▶ **Input**:
══════

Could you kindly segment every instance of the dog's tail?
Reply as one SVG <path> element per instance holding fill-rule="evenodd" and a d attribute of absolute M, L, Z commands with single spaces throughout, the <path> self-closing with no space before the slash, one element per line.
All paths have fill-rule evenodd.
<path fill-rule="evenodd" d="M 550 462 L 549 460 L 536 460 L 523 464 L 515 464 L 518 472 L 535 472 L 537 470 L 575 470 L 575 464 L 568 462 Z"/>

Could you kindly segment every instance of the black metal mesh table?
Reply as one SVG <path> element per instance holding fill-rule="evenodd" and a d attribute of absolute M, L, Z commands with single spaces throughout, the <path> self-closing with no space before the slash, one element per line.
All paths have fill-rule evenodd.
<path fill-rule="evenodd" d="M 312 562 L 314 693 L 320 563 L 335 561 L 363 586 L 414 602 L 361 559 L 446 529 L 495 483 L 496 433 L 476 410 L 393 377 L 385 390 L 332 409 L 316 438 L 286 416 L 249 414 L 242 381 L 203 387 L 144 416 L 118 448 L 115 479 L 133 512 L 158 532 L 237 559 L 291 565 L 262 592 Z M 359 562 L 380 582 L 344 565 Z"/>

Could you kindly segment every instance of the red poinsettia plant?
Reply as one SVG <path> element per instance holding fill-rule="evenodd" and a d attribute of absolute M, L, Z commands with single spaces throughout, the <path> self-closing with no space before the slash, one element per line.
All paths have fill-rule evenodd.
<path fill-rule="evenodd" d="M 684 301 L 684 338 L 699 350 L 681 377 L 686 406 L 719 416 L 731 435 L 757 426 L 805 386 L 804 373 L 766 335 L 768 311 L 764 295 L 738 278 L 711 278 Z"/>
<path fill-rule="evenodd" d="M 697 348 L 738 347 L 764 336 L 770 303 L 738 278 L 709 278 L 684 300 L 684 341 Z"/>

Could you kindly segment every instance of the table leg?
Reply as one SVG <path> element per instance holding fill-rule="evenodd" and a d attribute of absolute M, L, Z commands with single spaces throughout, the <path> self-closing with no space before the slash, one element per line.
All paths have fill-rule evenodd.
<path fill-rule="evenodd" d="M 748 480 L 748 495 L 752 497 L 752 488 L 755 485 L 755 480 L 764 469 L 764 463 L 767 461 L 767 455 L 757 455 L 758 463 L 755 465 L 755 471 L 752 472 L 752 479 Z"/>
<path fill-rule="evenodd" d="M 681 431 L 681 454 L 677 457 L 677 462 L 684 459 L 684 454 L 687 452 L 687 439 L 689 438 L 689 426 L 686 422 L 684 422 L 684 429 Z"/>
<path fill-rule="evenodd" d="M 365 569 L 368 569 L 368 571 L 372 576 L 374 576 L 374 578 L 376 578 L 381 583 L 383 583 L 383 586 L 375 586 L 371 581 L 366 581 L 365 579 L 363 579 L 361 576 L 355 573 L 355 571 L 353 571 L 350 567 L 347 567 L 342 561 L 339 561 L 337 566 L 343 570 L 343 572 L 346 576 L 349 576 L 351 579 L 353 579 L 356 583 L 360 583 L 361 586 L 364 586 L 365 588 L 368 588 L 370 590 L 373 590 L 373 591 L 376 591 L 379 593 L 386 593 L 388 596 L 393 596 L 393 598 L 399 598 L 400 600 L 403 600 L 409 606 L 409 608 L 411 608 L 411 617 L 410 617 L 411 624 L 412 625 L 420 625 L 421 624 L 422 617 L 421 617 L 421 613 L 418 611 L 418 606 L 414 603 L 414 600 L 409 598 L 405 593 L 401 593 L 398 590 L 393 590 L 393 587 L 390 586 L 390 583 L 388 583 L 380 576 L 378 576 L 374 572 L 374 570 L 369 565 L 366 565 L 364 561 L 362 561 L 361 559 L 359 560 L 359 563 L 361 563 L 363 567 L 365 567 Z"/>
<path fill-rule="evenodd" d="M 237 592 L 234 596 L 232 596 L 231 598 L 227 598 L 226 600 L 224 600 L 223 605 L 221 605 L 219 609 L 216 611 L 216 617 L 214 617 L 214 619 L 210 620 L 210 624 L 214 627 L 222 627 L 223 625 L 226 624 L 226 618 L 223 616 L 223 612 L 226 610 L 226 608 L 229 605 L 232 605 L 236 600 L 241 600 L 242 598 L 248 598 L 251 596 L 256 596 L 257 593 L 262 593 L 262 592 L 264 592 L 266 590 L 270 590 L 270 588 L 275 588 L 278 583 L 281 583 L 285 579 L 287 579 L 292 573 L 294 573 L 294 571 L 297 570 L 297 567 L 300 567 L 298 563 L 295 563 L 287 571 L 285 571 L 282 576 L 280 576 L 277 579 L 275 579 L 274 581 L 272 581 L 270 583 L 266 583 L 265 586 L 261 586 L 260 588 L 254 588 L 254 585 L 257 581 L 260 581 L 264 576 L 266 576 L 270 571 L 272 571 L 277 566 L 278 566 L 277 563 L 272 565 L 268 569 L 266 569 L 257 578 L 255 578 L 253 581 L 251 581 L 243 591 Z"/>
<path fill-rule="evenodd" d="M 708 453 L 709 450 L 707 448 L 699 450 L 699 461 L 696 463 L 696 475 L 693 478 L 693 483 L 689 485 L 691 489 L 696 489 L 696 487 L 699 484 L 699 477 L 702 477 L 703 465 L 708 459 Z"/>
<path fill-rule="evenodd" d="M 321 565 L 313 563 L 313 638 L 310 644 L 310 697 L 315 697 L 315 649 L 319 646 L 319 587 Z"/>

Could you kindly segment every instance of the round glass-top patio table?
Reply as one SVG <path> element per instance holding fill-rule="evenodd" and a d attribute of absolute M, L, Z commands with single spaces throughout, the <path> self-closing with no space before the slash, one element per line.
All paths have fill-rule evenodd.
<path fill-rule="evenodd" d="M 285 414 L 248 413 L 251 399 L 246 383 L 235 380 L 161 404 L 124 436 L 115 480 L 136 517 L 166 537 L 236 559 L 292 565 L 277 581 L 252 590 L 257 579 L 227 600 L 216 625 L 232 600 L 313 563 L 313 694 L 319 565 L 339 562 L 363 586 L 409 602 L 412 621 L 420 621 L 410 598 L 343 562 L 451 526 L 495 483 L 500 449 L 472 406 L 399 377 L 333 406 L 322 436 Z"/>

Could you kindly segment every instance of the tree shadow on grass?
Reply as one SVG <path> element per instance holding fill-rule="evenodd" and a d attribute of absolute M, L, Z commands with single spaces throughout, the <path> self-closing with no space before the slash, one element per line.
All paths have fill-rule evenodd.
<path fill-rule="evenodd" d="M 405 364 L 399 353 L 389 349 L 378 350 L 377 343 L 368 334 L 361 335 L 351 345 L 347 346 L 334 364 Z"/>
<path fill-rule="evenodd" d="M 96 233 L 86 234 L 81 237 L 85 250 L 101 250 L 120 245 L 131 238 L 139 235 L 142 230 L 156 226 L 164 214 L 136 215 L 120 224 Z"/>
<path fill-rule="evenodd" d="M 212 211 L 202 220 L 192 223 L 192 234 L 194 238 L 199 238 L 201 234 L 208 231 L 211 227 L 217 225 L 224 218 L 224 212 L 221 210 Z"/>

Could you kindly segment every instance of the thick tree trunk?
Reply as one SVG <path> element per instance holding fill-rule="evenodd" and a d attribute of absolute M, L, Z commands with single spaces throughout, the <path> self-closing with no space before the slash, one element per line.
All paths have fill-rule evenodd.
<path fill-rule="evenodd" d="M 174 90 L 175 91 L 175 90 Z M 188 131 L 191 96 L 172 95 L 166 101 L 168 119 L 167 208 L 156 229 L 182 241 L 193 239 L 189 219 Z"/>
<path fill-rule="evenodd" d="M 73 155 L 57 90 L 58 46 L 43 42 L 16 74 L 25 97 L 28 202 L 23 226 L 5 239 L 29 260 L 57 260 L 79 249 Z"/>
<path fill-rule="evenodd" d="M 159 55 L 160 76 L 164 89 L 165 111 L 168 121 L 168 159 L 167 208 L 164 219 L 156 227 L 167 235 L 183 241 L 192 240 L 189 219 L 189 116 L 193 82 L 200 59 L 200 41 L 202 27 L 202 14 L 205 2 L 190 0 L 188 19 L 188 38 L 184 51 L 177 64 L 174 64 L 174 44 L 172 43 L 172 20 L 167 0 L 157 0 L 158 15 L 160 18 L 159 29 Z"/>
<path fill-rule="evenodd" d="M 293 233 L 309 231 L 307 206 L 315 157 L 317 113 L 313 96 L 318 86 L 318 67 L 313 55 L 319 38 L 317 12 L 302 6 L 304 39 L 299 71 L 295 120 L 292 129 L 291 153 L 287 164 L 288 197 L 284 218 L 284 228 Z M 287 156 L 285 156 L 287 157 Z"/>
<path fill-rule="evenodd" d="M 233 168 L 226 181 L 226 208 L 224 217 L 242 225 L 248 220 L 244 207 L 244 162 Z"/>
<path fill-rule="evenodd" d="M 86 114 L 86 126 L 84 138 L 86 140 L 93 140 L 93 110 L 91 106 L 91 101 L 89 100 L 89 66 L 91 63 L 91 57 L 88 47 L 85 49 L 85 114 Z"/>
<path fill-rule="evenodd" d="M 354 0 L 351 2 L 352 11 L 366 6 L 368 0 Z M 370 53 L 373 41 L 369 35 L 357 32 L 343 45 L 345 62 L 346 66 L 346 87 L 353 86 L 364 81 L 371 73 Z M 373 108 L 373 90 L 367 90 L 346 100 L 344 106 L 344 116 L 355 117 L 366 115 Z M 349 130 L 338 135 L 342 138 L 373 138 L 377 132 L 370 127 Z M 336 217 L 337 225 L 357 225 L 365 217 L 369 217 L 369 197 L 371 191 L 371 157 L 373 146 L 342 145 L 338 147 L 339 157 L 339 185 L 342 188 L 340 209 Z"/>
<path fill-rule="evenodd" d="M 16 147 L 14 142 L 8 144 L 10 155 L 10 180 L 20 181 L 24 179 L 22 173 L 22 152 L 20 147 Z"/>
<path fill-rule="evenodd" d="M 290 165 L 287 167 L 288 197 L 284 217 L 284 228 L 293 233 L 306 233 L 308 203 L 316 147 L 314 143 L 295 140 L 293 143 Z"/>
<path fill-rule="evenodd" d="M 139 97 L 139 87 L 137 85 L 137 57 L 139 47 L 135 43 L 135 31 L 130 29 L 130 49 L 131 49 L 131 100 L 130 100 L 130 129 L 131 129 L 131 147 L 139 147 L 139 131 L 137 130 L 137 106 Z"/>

══════

▶ **Written problem**: Rewrite every line from the start of the records through the line containing "550 462 L 549", inclusive, requests included, scaling each outline coordinate in the answers by 1.55 and rounding to whole numbers, with halves rounded up. Give only those lines.

▶ **Finished exercise**:
Could you kindly segment every instance of the dog's tail?
Reply as one SVG <path> element per instance holding fill-rule="evenodd" and a d attribute of absolute M, L, Z commands with single spaces throughout, the <path> self-closing with no space before the slash, one element per line.
All paths have fill-rule evenodd.
<path fill-rule="evenodd" d="M 853 716 L 851 713 L 831 713 L 811 719 L 798 719 L 803 732 L 829 732 L 832 729 L 891 729 L 891 719 L 880 716 Z"/>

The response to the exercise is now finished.